- **WRITTEN INSTRUCTION 1**
Extract the part of the passage on bath-night routines that runs from "Some of you" up to and including "just a given.", copying it word for word.
- **WRITTEN INSTRUCTION 2**
Write the next part of the passage on bath-night routines, picking up after its last sentence.

- **EXTRACTED TEXT**
★ ★ ★
The best advice we ever got from other parents of multiples was to put our kids into a routine from the minute they were born. It was advice that we clung to like Titanic survivors on a life raft as we negotiated our kids' early babyhood - and advice that we still follow even today. Having a routine makes your life and their life much easier to handle - everyone knows what's coming next, there are no battles over routine activities, and in general you end up with a happier and healthier family all around. So that's what we did - we developed a routine, and this routine includes specific Bath Nights. Not because we think you only get dirty on Mondays, but because that way, we KNEW that if we had built in 3 baths a week to the routine, there was no chance of anyone forgetting to do it. We had (and have) bath nights for one reason and one reason only: it saved us our sanity. Literally, DH and I were falling through those days and nights of babyhood - I'm talking thousands of diapers, hundreds of bottles in any given week. So if we knew certain things had to get done on certain days, well, it made everything a lot simpler.

Some of you reading this will wonder why, at 9 years old, we still have the bath night routine built in. Surely they are older and our life is more organised now? Here's why: I have no desire to get into a power struggle with my kids. I feel no need to beg, plead, cajole, demand, or even ASK NICELY 4 times for them to get washed. They just know it needs to get done, and they do it without ever being asked. This is a very far cry from a vast majority of my friends, many of whom need to remind, nag, beg, plead, and bribe their kids to take a shower. In our house, it's just a given.
★ ★ ★
- **RAW RECORDS**
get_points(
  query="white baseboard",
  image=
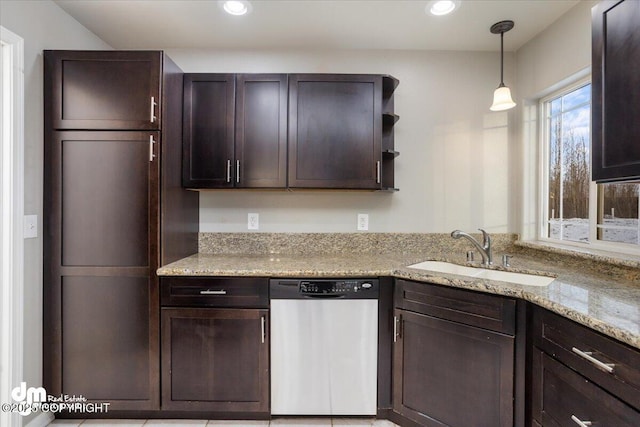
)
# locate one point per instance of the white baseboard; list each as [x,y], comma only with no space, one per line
[41,420]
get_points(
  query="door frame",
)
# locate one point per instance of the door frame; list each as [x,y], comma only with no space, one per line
[11,223]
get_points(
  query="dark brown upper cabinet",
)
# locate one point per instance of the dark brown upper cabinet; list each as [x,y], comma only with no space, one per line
[615,109]
[114,212]
[117,90]
[235,131]
[336,124]
[208,129]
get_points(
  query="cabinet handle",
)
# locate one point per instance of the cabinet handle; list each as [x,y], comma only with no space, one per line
[153,110]
[587,356]
[396,328]
[210,292]
[152,155]
[580,422]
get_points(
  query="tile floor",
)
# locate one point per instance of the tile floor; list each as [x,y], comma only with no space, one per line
[294,422]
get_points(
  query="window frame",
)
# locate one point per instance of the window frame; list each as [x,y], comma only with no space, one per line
[543,199]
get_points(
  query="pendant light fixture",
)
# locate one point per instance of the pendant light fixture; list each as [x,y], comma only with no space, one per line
[502,96]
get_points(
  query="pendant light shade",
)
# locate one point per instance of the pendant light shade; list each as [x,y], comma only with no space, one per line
[502,99]
[502,95]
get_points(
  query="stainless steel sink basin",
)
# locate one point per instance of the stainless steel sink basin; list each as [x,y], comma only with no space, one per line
[483,273]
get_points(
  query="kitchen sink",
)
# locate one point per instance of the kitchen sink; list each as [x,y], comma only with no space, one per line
[483,273]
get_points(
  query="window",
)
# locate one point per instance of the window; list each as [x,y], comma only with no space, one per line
[576,210]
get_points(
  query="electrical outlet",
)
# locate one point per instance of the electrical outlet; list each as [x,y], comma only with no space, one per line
[253,221]
[30,226]
[363,222]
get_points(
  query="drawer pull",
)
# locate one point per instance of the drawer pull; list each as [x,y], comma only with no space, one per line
[587,356]
[580,422]
[210,292]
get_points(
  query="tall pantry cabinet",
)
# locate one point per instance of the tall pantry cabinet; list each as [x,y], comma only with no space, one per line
[114,212]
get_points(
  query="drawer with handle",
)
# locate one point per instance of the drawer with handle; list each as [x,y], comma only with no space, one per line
[564,398]
[241,292]
[611,364]
[492,312]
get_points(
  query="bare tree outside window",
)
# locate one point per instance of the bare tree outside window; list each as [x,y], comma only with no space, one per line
[567,135]
[568,186]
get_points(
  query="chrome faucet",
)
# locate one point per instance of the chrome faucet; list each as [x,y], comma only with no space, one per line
[484,249]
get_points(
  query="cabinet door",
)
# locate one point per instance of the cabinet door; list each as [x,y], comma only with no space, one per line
[261,131]
[561,397]
[100,255]
[449,374]
[616,91]
[113,90]
[215,360]
[335,131]
[208,139]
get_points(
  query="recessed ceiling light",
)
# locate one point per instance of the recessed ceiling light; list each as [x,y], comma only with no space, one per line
[236,7]
[443,7]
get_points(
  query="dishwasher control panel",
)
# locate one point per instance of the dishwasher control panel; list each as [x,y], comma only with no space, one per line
[333,286]
[318,288]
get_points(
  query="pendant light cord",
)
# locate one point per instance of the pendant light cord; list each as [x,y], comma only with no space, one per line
[502,58]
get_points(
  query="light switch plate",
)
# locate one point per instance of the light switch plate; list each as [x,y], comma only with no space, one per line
[30,230]
[363,222]
[253,221]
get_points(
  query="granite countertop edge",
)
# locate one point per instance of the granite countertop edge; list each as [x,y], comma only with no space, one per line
[396,266]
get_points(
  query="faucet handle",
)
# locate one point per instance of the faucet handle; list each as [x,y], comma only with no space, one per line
[506,260]
[486,239]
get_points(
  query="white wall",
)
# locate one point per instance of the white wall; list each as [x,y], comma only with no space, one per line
[42,25]
[557,56]
[453,170]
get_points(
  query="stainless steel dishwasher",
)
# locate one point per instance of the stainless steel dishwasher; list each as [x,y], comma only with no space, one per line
[324,346]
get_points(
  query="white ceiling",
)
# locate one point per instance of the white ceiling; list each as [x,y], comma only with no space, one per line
[313,24]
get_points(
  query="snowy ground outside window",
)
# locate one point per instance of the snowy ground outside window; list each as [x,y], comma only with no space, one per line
[577,230]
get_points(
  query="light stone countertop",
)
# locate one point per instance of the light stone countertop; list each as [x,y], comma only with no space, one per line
[604,299]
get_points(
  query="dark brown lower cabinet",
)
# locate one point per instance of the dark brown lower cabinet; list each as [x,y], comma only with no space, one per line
[215,360]
[562,397]
[450,374]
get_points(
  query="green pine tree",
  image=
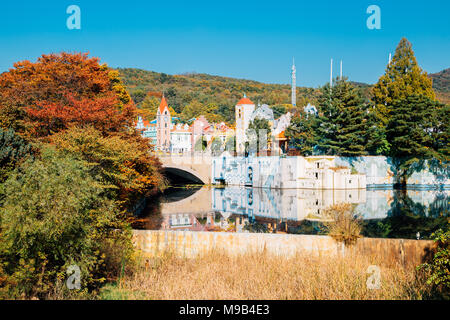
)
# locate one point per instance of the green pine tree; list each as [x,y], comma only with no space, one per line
[342,122]
[411,131]
[403,78]
[301,133]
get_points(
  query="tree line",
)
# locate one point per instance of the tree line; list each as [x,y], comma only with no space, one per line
[402,118]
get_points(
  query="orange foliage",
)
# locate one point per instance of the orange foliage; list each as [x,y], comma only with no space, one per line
[39,98]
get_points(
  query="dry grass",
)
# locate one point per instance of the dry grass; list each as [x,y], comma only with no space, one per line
[262,276]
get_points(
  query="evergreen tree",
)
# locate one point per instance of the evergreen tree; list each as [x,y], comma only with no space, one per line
[376,141]
[403,77]
[411,133]
[341,128]
[301,132]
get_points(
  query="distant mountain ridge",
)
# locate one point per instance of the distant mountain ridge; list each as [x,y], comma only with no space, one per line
[181,89]
[441,85]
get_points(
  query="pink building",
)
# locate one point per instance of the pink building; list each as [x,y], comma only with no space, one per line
[163,126]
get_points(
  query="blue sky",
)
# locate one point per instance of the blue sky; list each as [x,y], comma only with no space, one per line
[244,39]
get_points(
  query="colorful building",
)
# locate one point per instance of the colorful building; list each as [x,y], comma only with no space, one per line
[163,127]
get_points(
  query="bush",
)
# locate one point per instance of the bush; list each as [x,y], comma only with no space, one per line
[439,266]
[342,225]
[54,215]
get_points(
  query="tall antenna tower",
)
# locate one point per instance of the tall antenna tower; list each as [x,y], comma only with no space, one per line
[331,73]
[294,84]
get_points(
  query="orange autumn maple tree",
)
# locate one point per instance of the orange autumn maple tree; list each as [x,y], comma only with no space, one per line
[37,99]
[73,96]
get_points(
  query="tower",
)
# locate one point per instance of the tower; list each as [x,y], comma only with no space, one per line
[163,126]
[244,109]
[294,85]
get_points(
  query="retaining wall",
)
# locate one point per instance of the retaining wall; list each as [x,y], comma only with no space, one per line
[192,243]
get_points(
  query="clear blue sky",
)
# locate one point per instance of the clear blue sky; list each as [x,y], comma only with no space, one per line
[244,39]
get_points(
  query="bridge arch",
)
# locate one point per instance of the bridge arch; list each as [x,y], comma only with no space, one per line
[185,174]
[192,169]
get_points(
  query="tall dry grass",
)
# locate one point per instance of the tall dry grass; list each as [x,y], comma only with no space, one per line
[263,276]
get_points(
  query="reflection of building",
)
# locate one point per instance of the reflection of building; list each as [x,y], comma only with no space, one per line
[281,204]
[190,222]
[319,172]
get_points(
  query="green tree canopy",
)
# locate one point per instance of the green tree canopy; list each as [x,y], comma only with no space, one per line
[301,132]
[403,78]
[342,124]
[13,149]
[411,131]
[54,215]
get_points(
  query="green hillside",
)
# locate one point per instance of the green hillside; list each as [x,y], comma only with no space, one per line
[222,92]
[441,85]
[186,93]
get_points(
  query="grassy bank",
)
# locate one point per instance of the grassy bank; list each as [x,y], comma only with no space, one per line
[262,276]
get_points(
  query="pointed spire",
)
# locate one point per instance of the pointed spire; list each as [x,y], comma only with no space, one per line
[294,84]
[163,104]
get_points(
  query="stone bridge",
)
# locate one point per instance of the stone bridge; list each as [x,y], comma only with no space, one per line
[195,168]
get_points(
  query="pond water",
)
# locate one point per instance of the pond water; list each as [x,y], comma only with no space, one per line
[385,213]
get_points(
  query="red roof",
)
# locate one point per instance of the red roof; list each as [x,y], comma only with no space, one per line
[244,101]
[163,105]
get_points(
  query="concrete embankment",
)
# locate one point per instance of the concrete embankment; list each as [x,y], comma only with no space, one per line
[191,243]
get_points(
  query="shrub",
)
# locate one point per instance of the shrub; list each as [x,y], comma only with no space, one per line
[12,150]
[439,266]
[54,215]
[342,225]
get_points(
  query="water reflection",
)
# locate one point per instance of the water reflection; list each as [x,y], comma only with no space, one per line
[386,213]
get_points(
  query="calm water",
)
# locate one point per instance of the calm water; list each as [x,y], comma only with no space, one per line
[385,213]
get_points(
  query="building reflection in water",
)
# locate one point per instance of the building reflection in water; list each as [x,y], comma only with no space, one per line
[240,209]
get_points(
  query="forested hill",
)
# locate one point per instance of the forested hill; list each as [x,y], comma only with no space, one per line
[224,92]
[180,90]
[441,85]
★ ★ ★
- **WRITTEN ANSWER 1**
Some of you reading this will wonder why, at 9 years old, we still have the bath night routine built in. Surely they are older and our life is more organised now? Here's why: I have no desire to get into a power struggle with my kids. I feel no need to beg, plead, cajole, demand, or even ASK NICELY 4 times for them to get washed. They just know it needs to get done, and they do it without ever being asked. This is a very far cry from a vast majority of my friends, many of whom need to remind, nag, beg, plead, and bribe their kids to take a shower. In our house, it's just a given.

- **WRITTEN ANSWER 2**
There are plenty of times when I will ask one or more of them to take extra showers or baths, and generally speaking they don't argue about that either. With bath night, they know and I know what is expected and what's going to happen. We all maintain our standards and then some as needed. Simple. No arguing. I'm not sweating the small stuff, and neither are they. It's why we maintain the routine - so that everyone is always on the same page, and I can spend my life as a Mum enjoying my kids rather than having to feel like the fishwife.

The routine is also the reason why my kids don't watch heaps of TV, have (and complete) chores every single day, love to do non-screen time activities, and take responsibility for their pet, their home, their belongings and their lives in general. I'd gladly take ALL of that in exchange for one less shower a week.

And to those of you who, for whatever reason, still think our way of life is disgusting... tell me, how did you manage it with YOUR triplets?